**SET PROBLEM:** Swap every "noun phrase" in the records below for "text query" and write the records out again with nothing else changed. Leave out the pictures.

>> BEGIN RECORDED INFORMATION

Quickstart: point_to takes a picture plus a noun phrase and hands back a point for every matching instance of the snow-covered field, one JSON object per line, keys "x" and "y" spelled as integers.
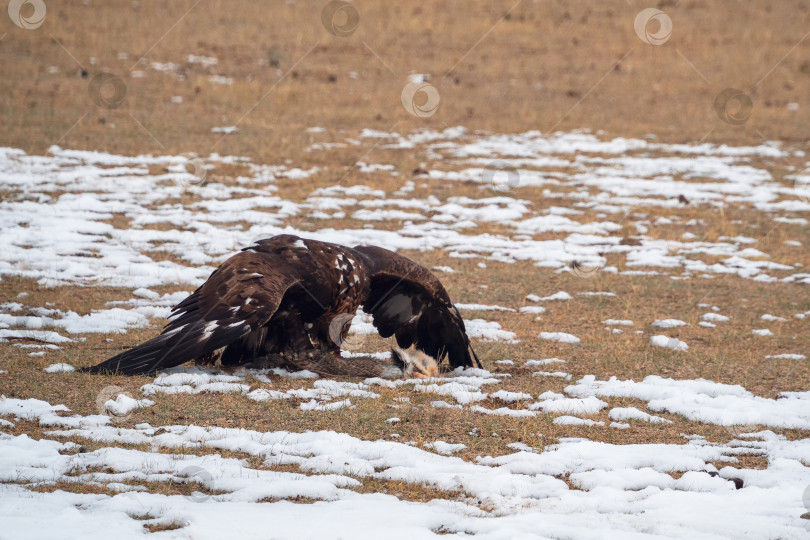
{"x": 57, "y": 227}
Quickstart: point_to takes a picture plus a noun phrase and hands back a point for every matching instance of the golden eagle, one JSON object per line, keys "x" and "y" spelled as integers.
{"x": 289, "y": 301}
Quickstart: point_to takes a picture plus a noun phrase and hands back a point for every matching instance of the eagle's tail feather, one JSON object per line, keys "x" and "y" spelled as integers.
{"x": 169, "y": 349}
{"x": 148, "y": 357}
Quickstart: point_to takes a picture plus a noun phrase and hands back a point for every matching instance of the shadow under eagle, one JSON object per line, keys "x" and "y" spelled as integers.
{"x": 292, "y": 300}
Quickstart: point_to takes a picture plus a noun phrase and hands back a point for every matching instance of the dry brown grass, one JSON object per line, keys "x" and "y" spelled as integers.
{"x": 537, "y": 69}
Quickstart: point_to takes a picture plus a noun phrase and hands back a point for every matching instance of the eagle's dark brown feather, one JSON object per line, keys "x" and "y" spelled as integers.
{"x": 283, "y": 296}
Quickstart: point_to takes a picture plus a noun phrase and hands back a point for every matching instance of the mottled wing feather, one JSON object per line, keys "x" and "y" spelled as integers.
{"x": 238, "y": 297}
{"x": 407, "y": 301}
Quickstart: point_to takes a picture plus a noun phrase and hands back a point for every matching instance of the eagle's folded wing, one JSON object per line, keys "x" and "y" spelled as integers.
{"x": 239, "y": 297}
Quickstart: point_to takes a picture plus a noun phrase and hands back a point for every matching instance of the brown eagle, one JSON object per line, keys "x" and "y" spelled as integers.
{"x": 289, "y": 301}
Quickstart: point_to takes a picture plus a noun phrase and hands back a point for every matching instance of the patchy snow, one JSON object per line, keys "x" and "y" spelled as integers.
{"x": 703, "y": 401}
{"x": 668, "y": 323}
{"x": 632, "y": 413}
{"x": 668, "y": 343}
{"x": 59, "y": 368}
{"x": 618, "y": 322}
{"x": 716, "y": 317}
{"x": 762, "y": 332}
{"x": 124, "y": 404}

>> END RECORDED INFORMATION

**EXERCISE RESULT:**
Quickstart: point_to takes a picture plus a text query and hands back a point for every matching instance of the snow-covered field, one JSON object per line, keys "x" and "y" spelled as integers.
{"x": 57, "y": 227}
Quickstart: point_to takes a picture plus a text query and hands back a point for every matching instance of the golden eagle, one JSON object per line, keys "x" and "y" spelled as integers.
{"x": 289, "y": 301}
Quickstart: point_to takes a picture plus a text query and hands back a point for every matching instance of the eagle's tail feather, one JSON object per line, keys "x" and "y" spelled as integers.
{"x": 169, "y": 349}
{"x": 148, "y": 357}
Quickstart: point_to takes a picture plus a text query and hands back a point for every matching instance of the shadow under eagle, one JSON object per line, keys "x" and "y" spelled as integers.
{"x": 292, "y": 300}
Quickstart: point_to takes a picture plus a text query and hands back a point for every matching instance of the dry brown grass, one JSON object per line, keys "x" and "y" spelled as integers.
{"x": 537, "y": 69}
Quickstart: point_to takes a picture plus a text query and hands back a point for every matching instance of the eagle's dark brown feather, one JSON object per line, keys "x" and "y" spelled as integers.
{"x": 283, "y": 296}
Quickstart: point_to takes a picture plus a text query and hands back a point for every matching instance of the mottled wing feather, one JSON object per line, keys "x" and "y" spelled as integers.
{"x": 238, "y": 297}
{"x": 407, "y": 301}
Quickstart: point_to takes a picture plus a text query and hands back a point for every matching instance of the eagle's folded wing, one JSON object per line, keys "x" and "y" spelled as integers.
{"x": 239, "y": 297}
Quickstart: point_to takes a picture plus a text query and hands back a point for every matching instance of the brown eagle, one JSON object per line, keys "x" and "y" spelled as integers.
{"x": 289, "y": 301}
Quickstart: point_to takes a picture plus a text query and hands back a point for every matching instance of the patchy snow, one JSON object per line, keys "x" and "y" spelled as integers.
{"x": 703, "y": 401}
{"x": 668, "y": 323}
{"x": 632, "y": 413}
{"x": 668, "y": 343}
{"x": 59, "y": 368}
{"x": 618, "y": 322}
{"x": 716, "y": 317}
{"x": 762, "y": 332}
{"x": 124, "y": 404}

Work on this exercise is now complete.